------ DATA FOR THIS EXERCISE ------
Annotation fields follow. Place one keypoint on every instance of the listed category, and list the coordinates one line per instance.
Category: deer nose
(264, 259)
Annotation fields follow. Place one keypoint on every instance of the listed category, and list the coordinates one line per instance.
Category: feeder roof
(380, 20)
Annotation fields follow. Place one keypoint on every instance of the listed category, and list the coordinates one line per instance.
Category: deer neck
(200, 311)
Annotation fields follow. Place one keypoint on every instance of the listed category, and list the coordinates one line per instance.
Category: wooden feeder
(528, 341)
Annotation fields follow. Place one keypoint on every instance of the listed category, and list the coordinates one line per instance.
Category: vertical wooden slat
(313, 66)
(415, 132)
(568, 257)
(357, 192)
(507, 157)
------
------ DATA FOR THIS EXERCISE ------
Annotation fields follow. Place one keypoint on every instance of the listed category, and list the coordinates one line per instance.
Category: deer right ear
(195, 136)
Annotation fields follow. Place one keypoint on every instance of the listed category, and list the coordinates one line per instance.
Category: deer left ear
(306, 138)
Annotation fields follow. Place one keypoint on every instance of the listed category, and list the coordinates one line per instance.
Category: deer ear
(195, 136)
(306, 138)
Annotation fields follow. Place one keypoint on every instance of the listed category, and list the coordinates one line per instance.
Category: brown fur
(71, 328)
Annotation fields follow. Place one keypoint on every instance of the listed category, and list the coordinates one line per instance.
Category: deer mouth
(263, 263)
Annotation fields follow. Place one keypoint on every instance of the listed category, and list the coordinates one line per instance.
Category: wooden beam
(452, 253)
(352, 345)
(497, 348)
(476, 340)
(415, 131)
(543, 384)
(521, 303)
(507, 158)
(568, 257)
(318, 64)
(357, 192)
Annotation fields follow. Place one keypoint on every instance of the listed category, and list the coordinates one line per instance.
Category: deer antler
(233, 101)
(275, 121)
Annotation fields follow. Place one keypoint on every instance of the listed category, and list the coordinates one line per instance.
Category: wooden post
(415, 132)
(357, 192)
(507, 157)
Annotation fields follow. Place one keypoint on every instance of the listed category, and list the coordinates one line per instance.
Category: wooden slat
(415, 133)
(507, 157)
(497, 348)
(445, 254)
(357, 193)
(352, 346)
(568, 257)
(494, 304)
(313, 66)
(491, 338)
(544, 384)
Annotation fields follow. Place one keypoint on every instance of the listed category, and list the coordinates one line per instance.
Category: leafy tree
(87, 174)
------
DIRECTION -
Pull out every line of the data above that contains the word "slat". Treat uppercase and lowercase as different.

EXERCISE RESPONSE -
Category: vertical wooden slat
Category: wooden slat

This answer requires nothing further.